**WORK TO BE COMPLETED:**
Change every "Match this sample" in the data below to "Follow this sample", and reproduce all the lines with nothing else altered.

>> START MATERIAL

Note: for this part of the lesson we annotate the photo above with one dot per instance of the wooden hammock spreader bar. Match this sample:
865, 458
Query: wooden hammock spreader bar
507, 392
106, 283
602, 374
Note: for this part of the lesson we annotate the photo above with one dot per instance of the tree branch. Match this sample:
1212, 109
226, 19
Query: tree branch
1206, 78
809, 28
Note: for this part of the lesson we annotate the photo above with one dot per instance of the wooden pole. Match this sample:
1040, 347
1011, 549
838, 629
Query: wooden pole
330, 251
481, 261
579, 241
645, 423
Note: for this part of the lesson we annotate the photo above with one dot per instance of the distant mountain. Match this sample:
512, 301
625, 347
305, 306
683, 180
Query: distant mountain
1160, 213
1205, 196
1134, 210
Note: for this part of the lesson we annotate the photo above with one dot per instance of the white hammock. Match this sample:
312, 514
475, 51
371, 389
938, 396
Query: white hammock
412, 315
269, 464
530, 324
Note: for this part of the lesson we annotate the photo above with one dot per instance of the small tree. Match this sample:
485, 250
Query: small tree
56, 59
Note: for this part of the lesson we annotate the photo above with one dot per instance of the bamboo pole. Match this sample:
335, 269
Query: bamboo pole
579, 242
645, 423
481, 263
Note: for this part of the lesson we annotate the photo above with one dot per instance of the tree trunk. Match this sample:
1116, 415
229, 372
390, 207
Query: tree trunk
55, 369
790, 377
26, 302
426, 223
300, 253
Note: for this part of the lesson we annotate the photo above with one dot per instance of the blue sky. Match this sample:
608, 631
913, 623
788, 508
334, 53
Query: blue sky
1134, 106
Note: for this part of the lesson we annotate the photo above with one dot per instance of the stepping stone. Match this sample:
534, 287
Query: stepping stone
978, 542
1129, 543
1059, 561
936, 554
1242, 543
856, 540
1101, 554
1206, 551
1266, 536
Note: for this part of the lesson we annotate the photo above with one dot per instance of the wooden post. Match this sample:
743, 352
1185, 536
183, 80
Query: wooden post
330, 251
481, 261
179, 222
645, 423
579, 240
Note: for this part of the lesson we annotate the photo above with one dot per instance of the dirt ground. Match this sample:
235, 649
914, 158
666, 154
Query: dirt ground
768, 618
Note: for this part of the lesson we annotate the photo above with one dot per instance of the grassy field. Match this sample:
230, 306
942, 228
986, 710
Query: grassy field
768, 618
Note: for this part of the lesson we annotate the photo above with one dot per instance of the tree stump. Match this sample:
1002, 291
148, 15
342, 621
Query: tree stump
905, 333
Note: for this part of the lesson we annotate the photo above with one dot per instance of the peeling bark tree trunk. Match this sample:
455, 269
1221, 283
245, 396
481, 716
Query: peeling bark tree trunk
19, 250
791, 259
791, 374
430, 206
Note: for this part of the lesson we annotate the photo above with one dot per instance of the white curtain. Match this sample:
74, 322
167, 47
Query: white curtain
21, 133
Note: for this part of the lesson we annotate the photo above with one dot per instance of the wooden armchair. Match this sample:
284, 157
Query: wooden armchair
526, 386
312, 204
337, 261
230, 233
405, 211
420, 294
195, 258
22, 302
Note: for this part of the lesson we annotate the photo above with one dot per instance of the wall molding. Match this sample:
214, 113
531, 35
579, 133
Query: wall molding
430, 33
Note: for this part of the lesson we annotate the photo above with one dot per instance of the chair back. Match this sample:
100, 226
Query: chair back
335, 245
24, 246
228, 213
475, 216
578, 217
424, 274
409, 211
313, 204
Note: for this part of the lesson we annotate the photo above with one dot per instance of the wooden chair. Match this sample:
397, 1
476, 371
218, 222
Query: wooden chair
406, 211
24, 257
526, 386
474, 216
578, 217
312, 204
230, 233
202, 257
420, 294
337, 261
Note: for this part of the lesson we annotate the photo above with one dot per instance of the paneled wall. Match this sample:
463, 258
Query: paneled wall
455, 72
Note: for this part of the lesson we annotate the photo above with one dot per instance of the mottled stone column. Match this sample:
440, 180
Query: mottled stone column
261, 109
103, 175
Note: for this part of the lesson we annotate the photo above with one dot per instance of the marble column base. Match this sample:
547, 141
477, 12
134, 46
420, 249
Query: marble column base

>> END MATERIAL

**SOLUTION FOR THIS EXERCISE:**
Note: for this part of the lesson we annotate the photo above with one dot per instance of the wooden hammock spreader bar. Follow this sample:
865, 458
Query: wooden hammock spreader bar
507, 392
106, 283
602, 374
Note: for this part of the lesson we annotate the photo above with one dot per instance of the tree branch. Follow this sample:
1212, 109
226, 19
Query: tree branch
1206, 78
809, 28
Note: for this part of the lesson we annotate the photo above with one dot per instance of the wooden pole. Follow this sample:
1040, 347
1011, 549
838, 629
Query: wooden pole
330, 251
481, 261
579, 241
645, 423
Note: for this part of the lesson we annotate the photo above with one dot per instance of the distant mountain. Follow this sample:
512, 301
625, 347
305, 306
683, 180
Query: distant mountain
1160, 213
1205, 196
1134, 210
Note: for this part of the lesson we annotate the photo above with one dot per instance of the white hammock. Follow this sample:
312, 514
475, 51
371, 389
938, 396
Query: white hammock
412, 315
269, 464
530, 324
Note: for this part of the lesson we annotate the photo above with one dot per instance of the small tree. Follow this sample:
485, 250
Query: small tree
56, 59
Note: for this part of the lesson we annotate the photo above with one dot per instance of the bamboo pole. Follow this sample:
335, 269
Query: bamboo pole
579, 242
645, 423
481, 263
Note: for this part of the lesson we annotate the photo above with one dot per instance of the tree trunk. Follow this sample:
1116, 415
229, 372
390, 207
Query: tree trunk
55, 369
790, 377
26, 302
426, 223
300, 253
Note: for this part of the lesson we annotate the photo above with one dot per instance of the blue sky. Follow this sample:
608, 631
913, 623
788, 508
334, 53
Query: blue sky
1134, 106
Note: for this part of the lesson we annotate the photo above with one dot per instance of the stepping stone. Follow this sample:
534, 287
Query: stepping stone
978, 542
1129, 543
1059, 561
936, 554
1242, 543
856, 540
1101, 554
1206, 551
1266, 536
Note: for this part of the lesson we annotate the photo above with one dot per instance of the wooden post. Follow this sample:
743, 352
1185, 536
183, 80
Query: wooden post
330, 251
481, 261
179, 222
645, 423
579, 240
Note: for this part of the lesson we annotate the photo above with one dot per instance of the dirt ground. Follow this sample:
235, 649
914, 158
666, 154
Query: dirt ground
768, 618
Note: for this part of the lesson we annotate the photo above with one dot per instance of the grassy field. Follow this sample:
230, 306
942, 228
986, 710
Query: grassy field
768, 618
Note: for this part of the lesson we annotate the photo above with one dot per instance of the tree stump. Follow this sample:
1002, 291
148, 15
342, 621
Query: tree stump
905, 333
Note: for this part of the lesson we annotate the photo above with one dot per instance of the peeling bark tree trunk. Follow this sample:
455, 269
1221, 283
245, 396
481, 716
Query: peeling bark tree trunk
19, 250
791, 259
791, 374
430, 206
Note: for this part of the lesson we annotate the photo above with one dot per instance of the white curtain. Follow this sample:
74, 322
167, 47
Query: white curtain
21, 133
Note: for this part of the lesson we annotate the photo above with one dot per instance of the wooden armchair. Follow this sample:
284, 157
Query: wooden armchair
526, 386
312, 204
337, 261
230, 233
405, 211
420, 294
195, 258
22, 302
Note: for this part of the lesson we annotate the photo above with one dot per instance of the wall molding. Follow this sample:
214, 113
531, 35
579, 133
Query: wall molding
430, 33
Note: for this part of the lesson we annotate the photo above with one dot per instance of the chair back. Follow this sample:
100, 226
Query: chair back
335, 245
24, 246
228, 213
475, 216
578, 217
424, 274
409, 211
313, 204
Note: for this part of the lesson we annotate the photo above with one dot per instance of the wooden chair. Follow this sample:
397, 1
476, 371
218, 222
Query: wooden chair
406, 211
24, 257
526, 386
474, 216
578, 217
312, 204
230, 233
202, 257
420, 294
337, 261
Note: for this part of the lesson we annotate the photo above with one dot per instance of the paneled wall. Follow this sample:
463, 258
Query: paneled wall
455, 72
Note: for this part of the lesson we annotate the photo above with one dot per instance of the mottled stone column. Follow this sample:
440, 180
Query: mottled stone column
261, 109
103, 175
Note: for this part of the lesson we annotate the photo above with one dot per instance of the marble column base. Follow this sample:
547, 141
477, 12
134, 46
420, 249
Query: marble column base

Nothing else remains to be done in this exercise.